◆ **Description of the task**:
Please rewrite the listing below, changing "patio chair" to "lawn chair" wherever it occurs and leaving everything else the same.

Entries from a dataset
* Begin *
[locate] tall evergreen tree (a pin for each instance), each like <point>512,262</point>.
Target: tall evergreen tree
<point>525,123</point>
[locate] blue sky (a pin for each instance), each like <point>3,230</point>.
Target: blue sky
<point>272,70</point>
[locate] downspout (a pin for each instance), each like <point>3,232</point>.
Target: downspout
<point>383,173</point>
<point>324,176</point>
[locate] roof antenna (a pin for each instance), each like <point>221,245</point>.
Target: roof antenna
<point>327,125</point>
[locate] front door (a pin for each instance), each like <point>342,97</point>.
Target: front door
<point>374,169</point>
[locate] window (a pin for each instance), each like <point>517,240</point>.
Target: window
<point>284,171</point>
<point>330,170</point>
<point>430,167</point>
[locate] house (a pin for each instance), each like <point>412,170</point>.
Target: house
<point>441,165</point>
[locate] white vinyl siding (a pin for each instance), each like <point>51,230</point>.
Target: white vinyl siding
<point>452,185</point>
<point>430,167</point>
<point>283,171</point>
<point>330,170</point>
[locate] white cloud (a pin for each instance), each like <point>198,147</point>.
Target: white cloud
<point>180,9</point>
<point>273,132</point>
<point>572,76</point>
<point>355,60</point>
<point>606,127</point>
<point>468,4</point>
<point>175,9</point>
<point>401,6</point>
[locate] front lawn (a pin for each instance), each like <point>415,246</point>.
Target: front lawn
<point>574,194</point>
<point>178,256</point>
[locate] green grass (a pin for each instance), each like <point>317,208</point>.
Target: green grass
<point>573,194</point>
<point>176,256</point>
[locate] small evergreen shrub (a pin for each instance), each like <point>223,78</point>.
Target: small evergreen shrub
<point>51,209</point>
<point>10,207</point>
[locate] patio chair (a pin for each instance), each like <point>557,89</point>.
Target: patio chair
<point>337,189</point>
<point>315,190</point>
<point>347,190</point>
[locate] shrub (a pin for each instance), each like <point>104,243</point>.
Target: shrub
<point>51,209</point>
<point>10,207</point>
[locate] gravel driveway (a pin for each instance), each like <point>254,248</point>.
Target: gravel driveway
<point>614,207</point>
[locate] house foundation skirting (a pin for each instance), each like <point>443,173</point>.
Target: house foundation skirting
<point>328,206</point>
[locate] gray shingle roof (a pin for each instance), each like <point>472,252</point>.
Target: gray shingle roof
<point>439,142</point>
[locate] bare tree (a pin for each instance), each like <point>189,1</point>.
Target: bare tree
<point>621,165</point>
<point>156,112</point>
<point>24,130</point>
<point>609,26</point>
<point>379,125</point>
* End *
◆ **Solution for this exercise**:
[locate] tall evergreen tree (a pin for each instance), each like <point>512,262</point>.
Target: tall evergreen tree
<point>525,123</point>
[locate] blue sky (a pin for each instance), each like <point>3,230</point>.
Target: blue sky
<point>272,70</point>
[locate] downspout (a pin for each instance), each like <point>3,232</point>.
Target: downspout
<point>383,173</point>
<point>324,176</point>
[locate] roof antenna (a pin for each instance), each like <point>221,245</point>.
Target: roof antenna
<point>327,125</point>
[locate] front door (a pin for each instance), each like <point>342,97</point>.
Target: front door
<point>374,169</point>
[locate] window (a pin for each instance), each like <point>517,240</point>.
Target: window
<point>284,171</point>
<point>330,170</point>
<point>430,167</point>
[locate] house (a pin for each instance), each like <point>412,170</point>.
Target: house
<point>441,165</point>
[locate] white vinyl siding (a pin for each instance), each like <point>51,230</point>.
Target: white vinyl siding
<point>452,185</point>
<point>430,167</point>
<point>283,171</point>
<point>330,170</point>
[locate] white cloud (a pin for each instance), each like <point>198,147</point>.
Target: white cloud
<point>180,9</point>
<point>273,132</point>
<point>572,76</point>
<point>355,60</point>
<point>606,127</point>
<point>468,4</point>
<point>175,9</point>
<point>401,6</point>
[locate] front lawn (a pin for each instance), each like <point>415,246</point>.
Target: front lawn
<point>574,194</point>
<point>178,256</point>
[locate] green grass (a pin for each instance), each like <point>317,208</point>.
Target: green grass
<point>573,194</point>
<point>176,256</point>
[locate] small evergreen shrub (a pin for each instance), each like <point>223,78</point>.
Target: small evergreen shrub
<point>51,209</point>
<point>10,207</point>
[locate] lawn chair (a pin for each instance), each like <point>557,89</point>.
Target: lawn chair
<point>337,189</point>
<point>315,190</point>
<point>347,190</point>
[locate] shrub (a pin for each instance), each like <point>104,243</point>.
Target: shrub
<point>51,209</point>
<point>10,207</point>
[locate] gravel driveway (a pin for each instance), each like <point>254,248</point>.
Target: gravel driveway
<point>614,207</point>
[locate] house foundation skirting (a pin for each instance), each like <point>443,173</point>.
Target: house foundation skirting
<point>328,206</point>
[locate] gray shingle roof (a pin for each instance), each like <point>472,252</point>.
Target: gray shingle roof
<point>439,142</point>
[locate] bare tree (a pin for each instance), each like <point>189,1</point>.
Target: bare tree
<point>621,165</point>
<point>156,112</point>
<point>24,130</point>
<point>609,26</point>
<point>379,125</point>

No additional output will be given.